■ **阅读文本**:
RED 方法(速率 / 错误 / 延迟)

Google 提出了用于基础设施监控的 USE 方法,但对于面向用户的微服务 API,Netflix 提出了更适合的 RED 方法

两种方法的核心区别在于:USE 关注资源(CPU/内存/磁盘),RED 关注服务(请求/错误/延迟)。基础设施团队用 USE 发现资源瓶颈,SRE 团队用 RED 衡量服务对用户的影响。

RED 方法概述

字母全称说明回答的问题
RRate请求速率「服务有多忙?」
EErrors错误率「服务有多可靠?」
DDuration请求延迟「用户体验有多好?」
# RED 三指标:基础 PromQL 查询

# Rate:每秒请求数(QPS)
sum(rate(http_requests_total[5m])) by (service)

# Errors:错误率(5xx)
sum(rate(http_requests_total{status=~"5.."}[5m])) by (service)
/
sum(rate(http_requests_total[5m])) by (service)

# Duration:P99 延迟
histogram_quantile(0.99,
    sum(rate(http_request_duration_seconds_bucket[5m])) by (le, service)
)

Rate(请求速率)

什么是 Rate

Rate 是服务处理的每秒请求数(QPS)。它反映了服务的负载水平。

监控价值

  • 容量规划:QPS 是扩缩容的核心依据
  • 异常检测:QPS 突然下降可能意味着服务不可达
  • AB 测试:不同版本的 QPS 对比

维度分解

# 按服务总 QPS
sum(rate(http_requests_total[5m])) by (service)

# 按 HTTP 方法分解
sum(rate(http_requests_total[5m])) by (method, service)

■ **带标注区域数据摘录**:
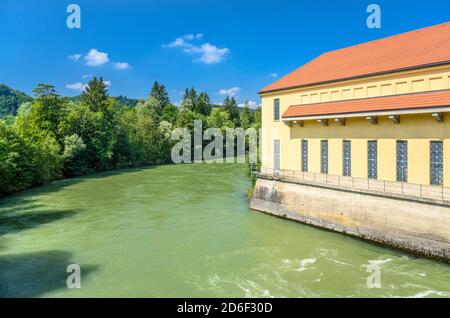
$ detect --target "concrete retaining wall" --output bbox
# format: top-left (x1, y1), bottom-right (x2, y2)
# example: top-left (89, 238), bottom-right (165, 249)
top-left (251, 178), bottom-right (450, 262)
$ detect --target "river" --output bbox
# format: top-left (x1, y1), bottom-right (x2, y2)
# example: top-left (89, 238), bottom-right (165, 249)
top-left (0, 164), bottom-right (450, 297)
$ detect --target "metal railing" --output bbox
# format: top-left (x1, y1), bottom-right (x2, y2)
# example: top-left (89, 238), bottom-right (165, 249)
top-left (252, 167), bottom-right (450, 202)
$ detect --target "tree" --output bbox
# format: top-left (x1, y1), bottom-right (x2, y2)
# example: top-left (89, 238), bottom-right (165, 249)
top-left (194, 92), bottom-right (211, 116)
top-left (149, 81), bottom-right (170, 115)
top-left (81, 77), bottom-right (108, 112)
top-left (223, 96), bottom-right (240, 127)
top-left (207, 108), bottom-right (235, 132)
top-left (239, 102), bottom-right (254, 129)
top-left (16, 84), bottom-right (67, 146)
top-left (161, 104), bottom-right (178, 125)
top-left (67, 77), bottom-right (118, 171)
top-left (0, 84), bottom-right (33, 117)
top-left (252, 106), bottom-right (261, 130)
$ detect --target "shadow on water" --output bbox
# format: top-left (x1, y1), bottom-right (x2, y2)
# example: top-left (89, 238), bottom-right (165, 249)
top-left (0, 210), bottom-right (77, 235)
top-left (0, 251), bottom-right (98, 297)
top-left (0, 166), bottom-right (154, 235)
top-left (0, 167), bottom-right (154, 298)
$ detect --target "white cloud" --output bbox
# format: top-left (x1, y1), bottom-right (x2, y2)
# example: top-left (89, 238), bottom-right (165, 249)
top-left (84, 49), bottom-right (109, 66)
top-left (239, 100), bottom-right (260, 109)
top-left (219, 87), bottom-right (240, 97)
top-left (114, 62), bottom-right (131, 70)
top-left (192, 43), bottom-right (230, 64)
top-left (67, 53), bottom-right (83, 62)
top-left (163, 33), bottom-right (230, 64)
top-left (66, 82), bottom-right (86, 92)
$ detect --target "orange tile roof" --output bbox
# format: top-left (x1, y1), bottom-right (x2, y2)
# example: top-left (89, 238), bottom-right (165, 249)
top-left (283, 90), bottom-right (450, 118)
top-left (259, 22), bottom-right (450, 93)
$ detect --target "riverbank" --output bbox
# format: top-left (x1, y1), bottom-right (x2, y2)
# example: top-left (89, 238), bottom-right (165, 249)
top-left (0, 164), bottom-right (450, 297)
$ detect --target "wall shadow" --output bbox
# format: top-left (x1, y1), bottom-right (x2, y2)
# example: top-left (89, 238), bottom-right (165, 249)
top-left (0, 250), bottom-right (98, 298)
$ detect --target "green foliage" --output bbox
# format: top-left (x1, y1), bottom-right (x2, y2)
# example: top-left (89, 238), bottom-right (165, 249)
top-left (181, 87), bottom-right (211, 116)
top-left (80, 77), bottom-right (108, 112)
top-left (0, 120), bottom-right (62, 195)
top-left (223, 96), bottom-right (240, 127)
top-left (239, 103), bottom-right (254, 130)
top-left (0, 77), bottom-right (261, 195)
top-left (0, 84), bottom-right (33, 118)
top-left (149, 81), bottom-right (170, 115)
top-left (207, 108), bottom-right (234, 131)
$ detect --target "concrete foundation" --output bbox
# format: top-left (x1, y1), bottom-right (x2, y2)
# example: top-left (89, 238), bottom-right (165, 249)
top-left (251, 178), bottom-right (450, 262)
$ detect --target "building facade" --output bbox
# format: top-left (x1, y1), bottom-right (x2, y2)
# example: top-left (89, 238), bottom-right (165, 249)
top-left (259, 23), bottom-right (450, 188)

■ **任务要求**:
根据 RED 方法说明回答:
1. 面向用户的微服务 API 适用的 RED 方法是谁提出的?
2. USE 与 RED 两种方法各自关注什么?
3. 在“监控价值”一节中,QPS 突然下降可能意味着什么?
作答时只依据 RED 方法说明中的内容。

■ **任务答案**:
1. Netflix。
2. USE 关注资源(CPU/内存/磁盘),RED 关注服务(请求/错误/延迟)。
3. 服务不可达。